▶ EXCERPT PROVIDED:
=== Section Start ===

Now as I talk about ribbon magnets, I should say for the record that I do have a magnet on my car. It's shaped like a banner and it says "Transplants save lives". I've written before about a little girl we know who had four organs transplanted in 1997 at the age of six months. This surgery saved her life, and she will be 14 years old in a couple of months. This magnet could be considered slacktivism as well, but I argue that it's not. In order to do something real to help cure cancer, you'd have to be a doctor or scientist or both. You can certainly give money to the Cancer Society (or the CNIB or the Diabetes Association or whatever); I do it myself and I will never argue that it's a bad thing. But all you need to do to support organ donation is sign your organ donor card, which takes almost no effort and costs nothing. I've done it, my wife has done it, many of my friends have done it, and if something terrible should happen to one of us and the organs are needed, just signing the card has saved someone's life. Not to take anything away from donating money, but donating organs can have a much more direct impact. If the magnet on my car reminds someone to sign their organ donor card, it will have served its purpose.

If you want to effect real change, get off your ass and get out there and do something real, or at least donate money to someone else who's doing something real. There are lots of charity walks, runs, and bike races, not to mention car washes, barbecues, and even 50-50 draws and raffles. Hell, I grew a moustache in Movember, which took almost no effort on my part, but it raised a coupla hundred bucks for prostate cancer research. That's about as close as you can get to doing something good with no work and no cost. Though come to think of it, I did change my facebook picture as part of it.

Thursday, December 09, 2010

Five things you didn't know about Qatar

FIFA has chosen the tiny desert country of Qatar to host the 2022 World Cup of soccer. Qatar beat out the United States, South Korea, Japan, and Australia for this honour. Here are some facts about this surprising choice, thanks to Wikipedia.

=== Section End ===

▶ INFORMATION PROVIDED:

=== Section Start ===

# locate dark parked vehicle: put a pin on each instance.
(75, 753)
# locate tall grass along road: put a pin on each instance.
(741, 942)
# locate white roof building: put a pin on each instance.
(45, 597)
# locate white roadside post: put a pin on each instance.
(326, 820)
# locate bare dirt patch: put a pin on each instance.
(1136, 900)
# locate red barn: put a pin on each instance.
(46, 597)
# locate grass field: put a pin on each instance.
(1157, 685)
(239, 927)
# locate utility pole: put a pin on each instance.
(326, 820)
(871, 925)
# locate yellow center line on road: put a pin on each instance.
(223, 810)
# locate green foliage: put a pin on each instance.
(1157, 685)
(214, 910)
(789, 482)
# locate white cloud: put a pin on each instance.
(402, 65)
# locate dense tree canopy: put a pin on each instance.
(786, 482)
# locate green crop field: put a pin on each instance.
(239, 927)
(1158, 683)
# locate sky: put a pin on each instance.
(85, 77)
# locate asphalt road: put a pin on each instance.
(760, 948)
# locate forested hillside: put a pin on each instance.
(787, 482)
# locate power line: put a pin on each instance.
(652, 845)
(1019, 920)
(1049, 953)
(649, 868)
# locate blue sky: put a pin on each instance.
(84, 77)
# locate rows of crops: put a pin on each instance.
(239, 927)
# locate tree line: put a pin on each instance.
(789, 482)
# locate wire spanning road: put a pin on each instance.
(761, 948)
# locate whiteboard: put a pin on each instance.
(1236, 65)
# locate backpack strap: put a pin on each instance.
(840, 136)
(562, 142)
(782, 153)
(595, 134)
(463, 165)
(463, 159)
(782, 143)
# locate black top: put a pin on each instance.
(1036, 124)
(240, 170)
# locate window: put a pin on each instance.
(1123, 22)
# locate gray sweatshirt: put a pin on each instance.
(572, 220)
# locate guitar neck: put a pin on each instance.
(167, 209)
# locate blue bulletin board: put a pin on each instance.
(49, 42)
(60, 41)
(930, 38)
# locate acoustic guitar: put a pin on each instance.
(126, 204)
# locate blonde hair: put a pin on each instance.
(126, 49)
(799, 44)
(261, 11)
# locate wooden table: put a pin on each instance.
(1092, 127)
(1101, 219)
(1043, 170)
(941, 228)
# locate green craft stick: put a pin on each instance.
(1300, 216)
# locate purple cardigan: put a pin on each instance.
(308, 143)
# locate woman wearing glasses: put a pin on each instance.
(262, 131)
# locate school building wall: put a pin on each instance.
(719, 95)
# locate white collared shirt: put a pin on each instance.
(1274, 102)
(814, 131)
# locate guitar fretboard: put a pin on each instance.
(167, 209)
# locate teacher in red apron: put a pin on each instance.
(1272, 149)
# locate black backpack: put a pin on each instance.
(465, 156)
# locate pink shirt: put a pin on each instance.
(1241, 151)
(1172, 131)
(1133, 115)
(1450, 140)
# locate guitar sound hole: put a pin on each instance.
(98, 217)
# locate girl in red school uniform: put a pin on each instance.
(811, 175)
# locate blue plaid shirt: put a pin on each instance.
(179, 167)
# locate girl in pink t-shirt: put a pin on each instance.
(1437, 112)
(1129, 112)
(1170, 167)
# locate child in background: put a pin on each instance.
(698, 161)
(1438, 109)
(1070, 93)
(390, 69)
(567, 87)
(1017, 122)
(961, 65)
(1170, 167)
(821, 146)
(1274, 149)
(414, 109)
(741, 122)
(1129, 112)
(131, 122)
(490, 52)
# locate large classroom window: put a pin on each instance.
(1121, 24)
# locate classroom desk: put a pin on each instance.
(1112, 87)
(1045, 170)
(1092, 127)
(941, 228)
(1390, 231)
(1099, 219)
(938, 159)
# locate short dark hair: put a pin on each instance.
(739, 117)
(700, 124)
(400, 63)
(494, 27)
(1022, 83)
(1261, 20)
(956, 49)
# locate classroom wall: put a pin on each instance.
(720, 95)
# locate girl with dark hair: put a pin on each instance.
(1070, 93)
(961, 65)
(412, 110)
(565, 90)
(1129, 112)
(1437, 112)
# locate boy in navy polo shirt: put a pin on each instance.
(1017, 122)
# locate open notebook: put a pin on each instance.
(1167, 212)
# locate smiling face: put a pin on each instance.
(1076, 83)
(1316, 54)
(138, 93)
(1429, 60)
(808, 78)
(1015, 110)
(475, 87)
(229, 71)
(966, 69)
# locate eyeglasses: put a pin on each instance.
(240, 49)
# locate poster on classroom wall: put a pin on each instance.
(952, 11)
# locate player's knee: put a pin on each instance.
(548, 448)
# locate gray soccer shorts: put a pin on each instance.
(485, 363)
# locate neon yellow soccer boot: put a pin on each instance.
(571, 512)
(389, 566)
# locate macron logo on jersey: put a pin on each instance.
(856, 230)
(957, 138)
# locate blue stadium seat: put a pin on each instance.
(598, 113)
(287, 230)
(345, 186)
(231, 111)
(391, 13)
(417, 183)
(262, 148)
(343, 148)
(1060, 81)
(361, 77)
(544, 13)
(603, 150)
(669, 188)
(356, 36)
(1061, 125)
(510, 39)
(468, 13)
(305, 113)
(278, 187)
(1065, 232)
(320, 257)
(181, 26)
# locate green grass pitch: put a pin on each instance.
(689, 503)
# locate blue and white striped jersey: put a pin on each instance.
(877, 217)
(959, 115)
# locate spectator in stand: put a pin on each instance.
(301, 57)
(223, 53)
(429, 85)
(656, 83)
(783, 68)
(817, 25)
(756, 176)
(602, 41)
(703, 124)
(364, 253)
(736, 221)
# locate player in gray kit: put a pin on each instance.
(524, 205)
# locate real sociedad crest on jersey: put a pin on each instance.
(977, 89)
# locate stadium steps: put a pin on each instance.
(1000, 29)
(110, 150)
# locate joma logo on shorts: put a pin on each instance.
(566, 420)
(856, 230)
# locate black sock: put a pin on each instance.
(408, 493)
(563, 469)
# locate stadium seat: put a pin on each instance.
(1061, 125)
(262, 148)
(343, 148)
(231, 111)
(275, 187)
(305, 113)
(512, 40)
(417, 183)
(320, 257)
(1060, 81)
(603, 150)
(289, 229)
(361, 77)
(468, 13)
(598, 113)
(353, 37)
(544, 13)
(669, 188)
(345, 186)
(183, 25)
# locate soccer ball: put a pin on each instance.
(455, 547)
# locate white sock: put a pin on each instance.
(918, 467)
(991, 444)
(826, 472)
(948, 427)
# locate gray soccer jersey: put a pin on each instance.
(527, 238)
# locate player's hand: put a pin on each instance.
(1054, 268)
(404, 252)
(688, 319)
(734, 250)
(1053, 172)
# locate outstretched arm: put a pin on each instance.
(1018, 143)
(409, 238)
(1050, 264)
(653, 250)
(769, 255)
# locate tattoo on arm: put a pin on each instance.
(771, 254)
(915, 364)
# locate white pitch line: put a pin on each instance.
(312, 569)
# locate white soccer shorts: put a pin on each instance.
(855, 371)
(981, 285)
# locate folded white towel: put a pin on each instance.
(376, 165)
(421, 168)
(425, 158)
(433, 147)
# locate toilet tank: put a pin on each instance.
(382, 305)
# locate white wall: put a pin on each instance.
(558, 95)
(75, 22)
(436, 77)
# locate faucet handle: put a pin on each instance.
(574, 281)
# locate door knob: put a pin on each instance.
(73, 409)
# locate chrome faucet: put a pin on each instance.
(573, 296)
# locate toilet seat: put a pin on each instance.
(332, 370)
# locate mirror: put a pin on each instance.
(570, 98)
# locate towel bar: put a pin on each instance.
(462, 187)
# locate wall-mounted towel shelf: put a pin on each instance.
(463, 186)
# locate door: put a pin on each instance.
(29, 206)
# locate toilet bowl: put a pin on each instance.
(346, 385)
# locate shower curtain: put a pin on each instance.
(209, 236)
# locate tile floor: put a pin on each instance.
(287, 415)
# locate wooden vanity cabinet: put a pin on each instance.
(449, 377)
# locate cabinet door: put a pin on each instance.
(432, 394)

=== Section End ===

▶ CHECK YOUR UNDERSTANDING:
A. In the blog excerpt, what words are on the banner-shaped magnet on the writer's car?
B. Quote the blog excerpt starting at "Five things you" and ending at "thanks to Wikipedia.".

▶ RESPONSES TO THE TASKS:
A. "Transplants save lives"

B.
Five things you didn't know about Qatar

FIFA has chosen the tiny desert country of Qatar to host the 2022 World Cup of soccer. Qatar beat out the United States, South Korea, Japan, and Australia for this honour. Here are some facts about this surprising choice, thanks to Wikipedia.